#### PAGE TEXT
'''
The kilogram per cubic metre (symbol: kg·m−3, or kg/m3) is the unit of density in the International System of Units (SI), defined by mass in kilograms divided by volume in cubic metres.

Conversions
1 kg/m3 = 1 g/L (exactly)
1 kg/m3 = 0.001 g/cm3 (exactly)
1 kg/m3 ≈ 0.06243 lb/ft3 (approximately)
1 kg/m3 ≈ 0.1335 oz/US gal (approximately)
1 kg/m3 ≈ 0.1604 oz/imp gal (approximately)

1 g/cm3 = 1000 kg/m3 (exactly)
1 lb/ft3 ≈ 16.02 kg/m3 (approximately)
1 oz/(US gal) ≈ 7.489 kg/m3 (approximately)
1 oz/(imp gal) ≈ 6.236 kg/m3 (approximately)

Relation to other measures
The density of water is about 1000 kg/m3 or 1 g/cm3, because the size of the gram was originally based on the mass of a cubic centimetre of water.
'''
#### SOURCE MATERIAL
'''
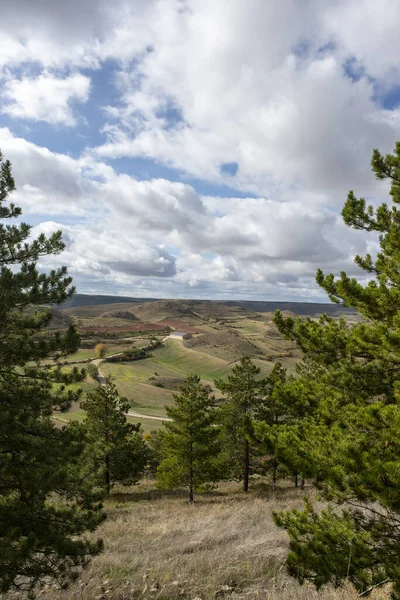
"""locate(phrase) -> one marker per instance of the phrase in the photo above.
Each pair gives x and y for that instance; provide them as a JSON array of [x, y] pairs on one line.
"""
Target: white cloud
'''
#### AIM
Why is the density of water about 1000 kilograms per cubic meter, according to the text on the kilogram per cubic meter? The lines come from a different source than the text above them.

#### SOLUTION TO THIS EXERCISE
The size of the gram was originally based on the mass of one cubic centimeter of water.